PROBLEM STATEMENT:
Only the lines from the one containing "Shelf-audit tagging: put a marker on the cast" through the end of the material are to be echoed, each exactly as it appears.

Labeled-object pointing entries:

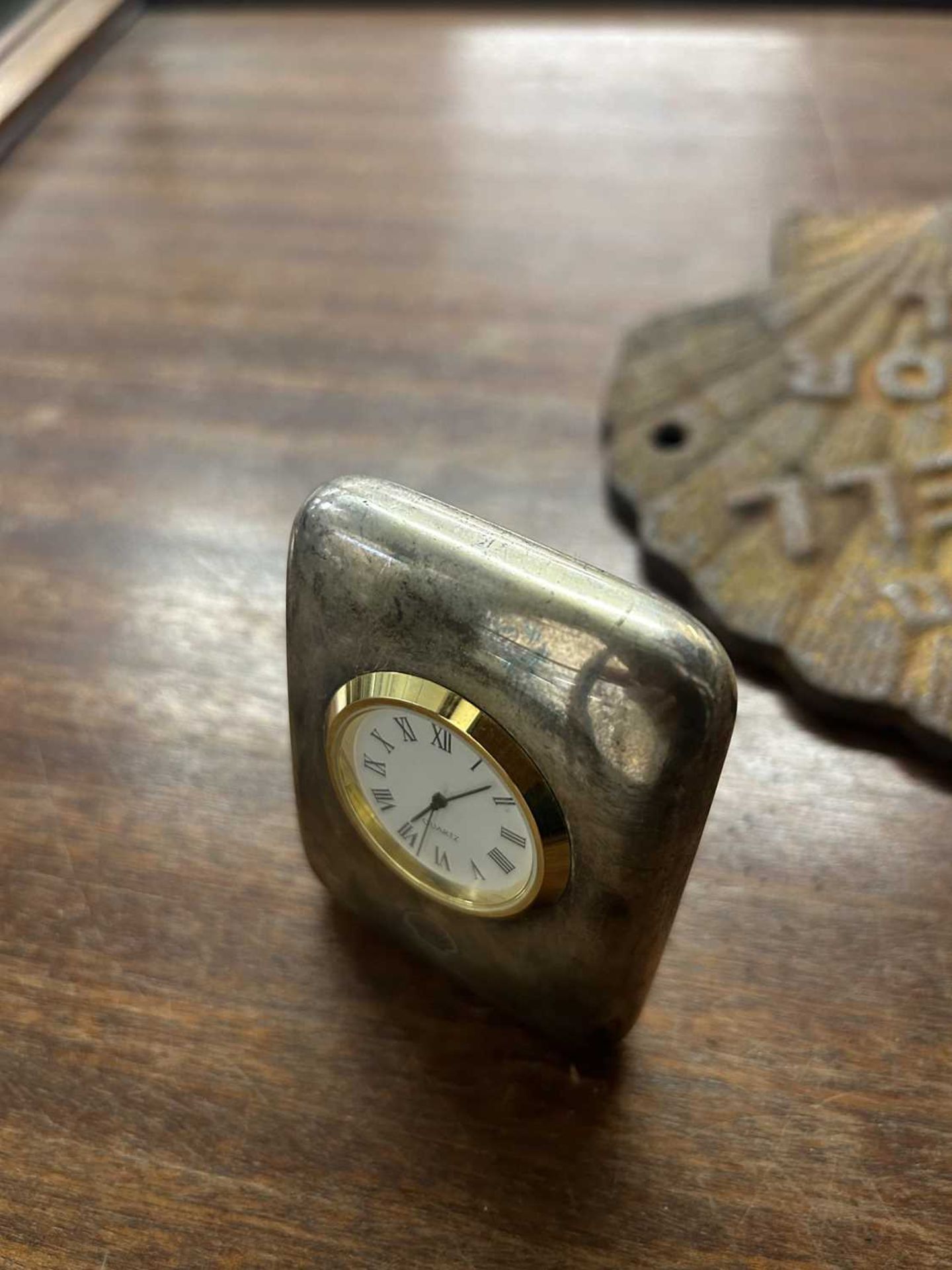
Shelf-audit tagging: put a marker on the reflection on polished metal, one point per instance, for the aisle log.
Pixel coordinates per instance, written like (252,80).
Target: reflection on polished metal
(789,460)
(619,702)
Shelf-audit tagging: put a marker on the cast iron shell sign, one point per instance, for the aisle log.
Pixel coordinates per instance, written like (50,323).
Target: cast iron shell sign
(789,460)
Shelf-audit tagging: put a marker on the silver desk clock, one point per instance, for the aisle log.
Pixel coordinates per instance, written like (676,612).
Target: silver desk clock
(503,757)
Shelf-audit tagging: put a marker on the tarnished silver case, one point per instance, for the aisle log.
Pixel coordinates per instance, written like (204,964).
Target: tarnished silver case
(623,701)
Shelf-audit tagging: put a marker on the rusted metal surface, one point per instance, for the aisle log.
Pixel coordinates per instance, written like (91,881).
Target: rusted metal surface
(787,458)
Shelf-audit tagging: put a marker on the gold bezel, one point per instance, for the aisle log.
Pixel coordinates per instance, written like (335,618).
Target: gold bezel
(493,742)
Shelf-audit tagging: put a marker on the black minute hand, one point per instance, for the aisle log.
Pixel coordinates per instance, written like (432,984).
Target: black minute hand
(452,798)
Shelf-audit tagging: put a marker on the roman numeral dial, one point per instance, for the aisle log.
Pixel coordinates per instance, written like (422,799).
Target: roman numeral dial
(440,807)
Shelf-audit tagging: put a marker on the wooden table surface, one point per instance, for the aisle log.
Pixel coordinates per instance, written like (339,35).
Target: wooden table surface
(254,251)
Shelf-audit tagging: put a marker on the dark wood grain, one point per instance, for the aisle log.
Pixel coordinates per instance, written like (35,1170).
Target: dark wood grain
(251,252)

ANSWER BELOW:
Shelf-audit tagging: put a marker on the cast iron shell sign, one point per instance, for the aisle log.
Pixel coordinates per instance, written like (50,323).
Target: cast iron shell sign
(789,460)
Shelf-audit tagging: put a marker on the silver desk clock, one point per instance, for the aisle log.
Pixel coordinates per instance, written like (676,612).
Target: silver desk clock
(503,757)
Shelf-audit tagging: put a marker on the tarnished silver case, one point per instance, for the aisle log.
Pixel coordinates per instance, written like (204,964).
Target: tarnished silver case
(623,701)
Shelf-audit tagging: put a marker on the rusted metal surface, one point per instance, for the aisle log.
Pixel coordinates per instance, written like (91,881).
Target: rusted metal surface
(787,458)
Shelf-audit tagging: put a marker on the gold bezel, one point per instance, for the aisle log.
Pixel coordinates per instance, written like (335,618).
Target: gold bezel
(493,742)
Shelf-audit tagging: put a marker on the black minute hand, one point per instance, for the aisle log.
Pixel coordinates per instance, written like (432,984).
Target: black minute hand
(452,798)
Shelf-audit tagging: put a marker on the roman numeral dial, one point per instance, for the aisle log.
Pixel coordinates per instance, written like (422,799).
Target: roman numeral dial
(440,807)
Shelf-audit tagging: put a marker on the wooden table surface, one point per instance, for the aisle log.
Pixel coordinates per instance, written like (339,35).
Target: wooden table surface
(254,251)
Shelf-audit tagging: put a marker on the dark wood grain, one point per instance, for the aisle log.
Pixel coordinates per instance, written like (35,1170).
Target: dark wood grain
(251,252)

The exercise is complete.